» Material provided:
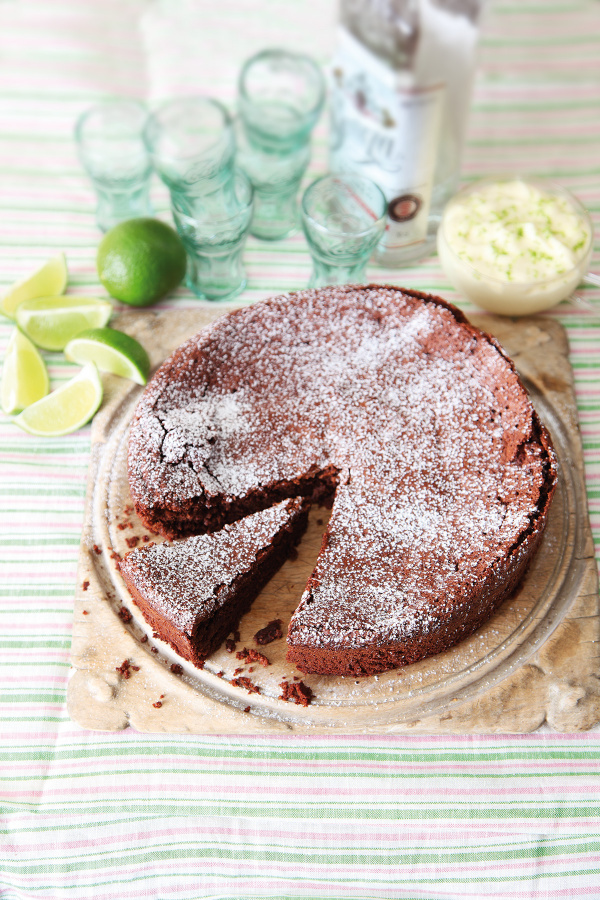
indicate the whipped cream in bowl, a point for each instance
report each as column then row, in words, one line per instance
column 515, row 245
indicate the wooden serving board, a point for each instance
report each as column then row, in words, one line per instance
column 534, row 664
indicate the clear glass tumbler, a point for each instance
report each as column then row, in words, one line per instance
column 214, row 240
column 192, row 146
column 343, row 217
column 111, row 148
column 280, row 98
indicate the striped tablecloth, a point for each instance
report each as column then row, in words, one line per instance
column 127, row 815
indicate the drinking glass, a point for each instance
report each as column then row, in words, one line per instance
column 343, row 217
column 215, row 239
column 109, row 139
column 192, row 146
column 280, row 98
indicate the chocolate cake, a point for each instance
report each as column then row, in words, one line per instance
column 389, row 404
column 194, row 591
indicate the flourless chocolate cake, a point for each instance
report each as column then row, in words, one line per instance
column 386, row 402
column 194, row 591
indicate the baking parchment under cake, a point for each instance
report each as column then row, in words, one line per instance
column 534, row 664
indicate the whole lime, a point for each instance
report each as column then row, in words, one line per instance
column 141, row 260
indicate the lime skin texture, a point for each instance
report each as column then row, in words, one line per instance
column 140, row 261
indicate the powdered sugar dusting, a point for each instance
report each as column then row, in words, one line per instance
column 423, row 418
column 182, row 579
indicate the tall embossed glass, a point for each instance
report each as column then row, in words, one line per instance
column 192, row 145
column 110, row 144
column 280, row 98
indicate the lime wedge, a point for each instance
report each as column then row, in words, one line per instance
column 66, row 409
column 51, row 322
column 112, row 351
column 24, row 375
column 49, row 280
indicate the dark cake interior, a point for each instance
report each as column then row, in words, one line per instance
column 194, row 591
column 389, row 404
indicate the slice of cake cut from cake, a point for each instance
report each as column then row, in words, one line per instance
column 193, row 592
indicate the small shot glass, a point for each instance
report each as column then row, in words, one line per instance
column 343, row 218
column 111, row 148
column 280, row 98
column 214, row 239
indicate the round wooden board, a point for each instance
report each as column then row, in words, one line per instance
column 492, row 681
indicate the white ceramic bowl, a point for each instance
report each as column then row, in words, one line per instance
column 499, row 294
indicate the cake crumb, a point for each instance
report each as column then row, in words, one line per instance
column 252, row 655
column 299, row 692
column 126, row 668
column 269, row 633
column 247, row 684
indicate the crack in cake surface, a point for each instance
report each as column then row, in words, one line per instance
column 417, row 421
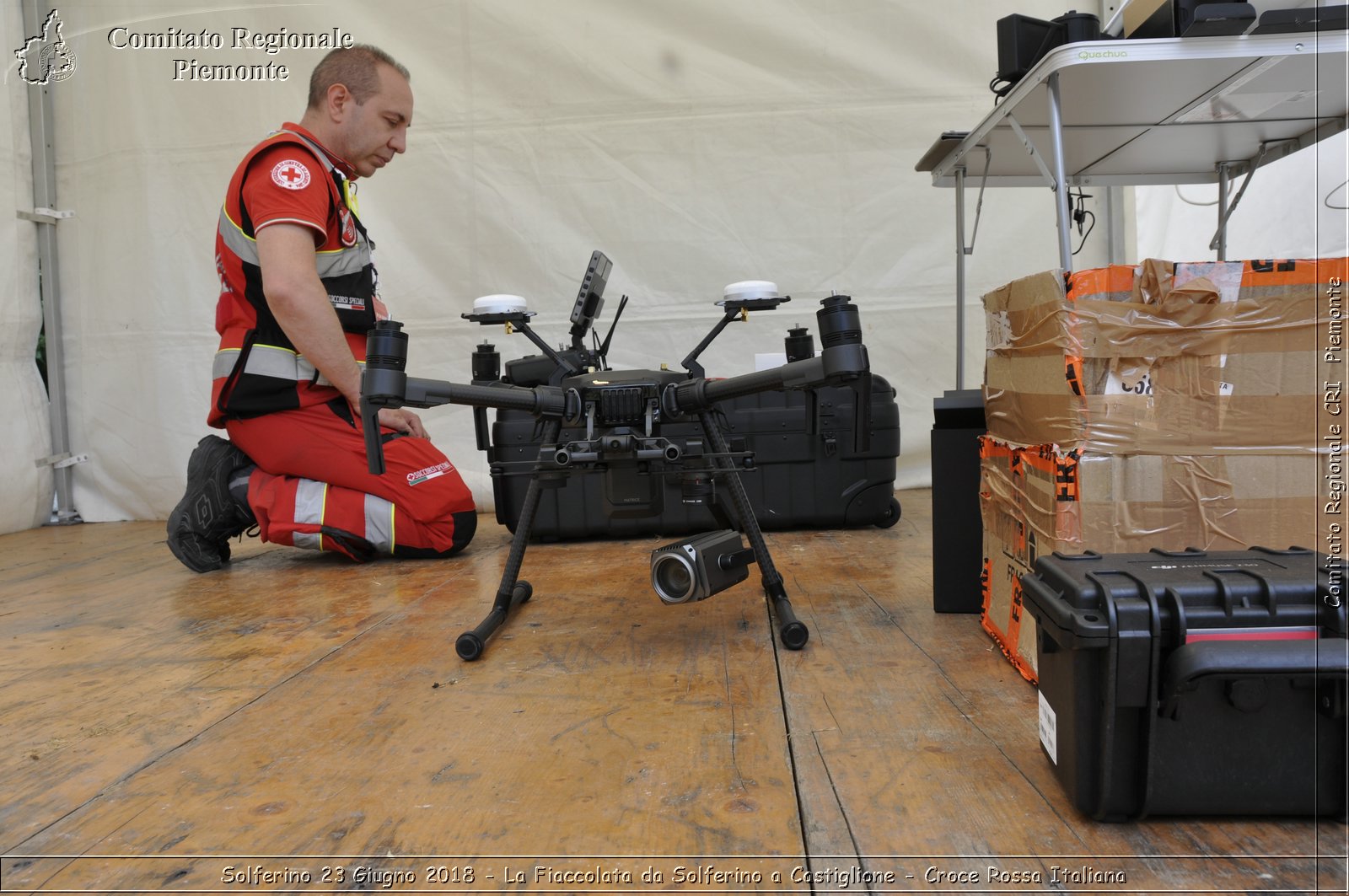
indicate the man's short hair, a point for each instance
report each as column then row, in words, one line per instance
column 355, row 67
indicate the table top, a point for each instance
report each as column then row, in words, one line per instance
column 1162, row 111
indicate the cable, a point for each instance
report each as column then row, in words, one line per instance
column 1083, row 216
column 1326, row 201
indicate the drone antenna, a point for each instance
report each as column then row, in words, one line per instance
column 609, row 336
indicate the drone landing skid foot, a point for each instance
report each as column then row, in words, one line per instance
column 470, row 646
column 789, row 629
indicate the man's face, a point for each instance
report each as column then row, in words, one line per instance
column 375, row 131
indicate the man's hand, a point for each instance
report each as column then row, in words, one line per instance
column 402, row 420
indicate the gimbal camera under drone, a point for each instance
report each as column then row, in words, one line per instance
column 622, row 413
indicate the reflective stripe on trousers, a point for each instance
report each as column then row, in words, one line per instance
column 310, row 510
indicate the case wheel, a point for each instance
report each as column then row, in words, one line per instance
column 892, row 514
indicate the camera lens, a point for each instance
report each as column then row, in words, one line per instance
column 386, row 346
column 840, row 321
column 672, row 577
column 487, row 363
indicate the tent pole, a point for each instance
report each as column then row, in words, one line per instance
column 45, row 197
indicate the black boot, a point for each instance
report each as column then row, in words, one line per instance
column 208, row 516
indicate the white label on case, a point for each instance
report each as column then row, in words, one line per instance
column 1049, row 729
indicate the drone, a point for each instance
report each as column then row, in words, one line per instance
column 622, row 415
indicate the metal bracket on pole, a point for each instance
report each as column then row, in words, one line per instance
column 1035, row 154
column 1061, row 174
column 1220, row 239
column 44, row 215
column 60, row 462
column 961, row 251
column 1225, row 209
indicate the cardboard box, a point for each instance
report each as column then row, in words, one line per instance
column 1160, row 359
column 1150, row 19
column 1005, row 561
column 1039, row 500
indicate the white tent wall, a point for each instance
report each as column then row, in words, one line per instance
column 26, row 432
column 695, row 142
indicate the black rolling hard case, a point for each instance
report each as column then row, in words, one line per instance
column 1178, row 683
column 804, row 471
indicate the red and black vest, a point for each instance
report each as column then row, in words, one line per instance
column 256, row 368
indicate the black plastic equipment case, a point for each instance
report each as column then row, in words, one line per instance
column 1178, row 683
column 798, row 478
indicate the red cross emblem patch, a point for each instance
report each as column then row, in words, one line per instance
column 290, row 174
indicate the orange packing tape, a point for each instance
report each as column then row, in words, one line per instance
column 1101, row 281
column 1293, row 271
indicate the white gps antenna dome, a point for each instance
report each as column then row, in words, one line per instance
column 499, row 304
column 746, row 290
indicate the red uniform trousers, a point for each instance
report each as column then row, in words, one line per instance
column 314, row 489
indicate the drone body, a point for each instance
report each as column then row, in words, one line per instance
column 621, row 415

» Given problem: Please repeat the stretch of items above, from their start through the line containing "column 127, row 815", word for word and with the pictures left out.

» Final result:
indicate the whipped cream in bowl, a point for each instance
report each as column then row, in words, one line per instance
column 515, row 245
indicate the wooden serving board, a point for each instance
report each as column then row, in words, one line per instance
column 534, row 664
indicate the clear glass tumbler, a point for each instance
report each as column then row, in words, one line per instance
column 214, row 240
column 192, row 146
column 343, row 217
column 111, row 148
column 280, row 98
indicate the striped tablecloth, a point for each instance
report each as column then row, in words, one line per instance
column 127, row 815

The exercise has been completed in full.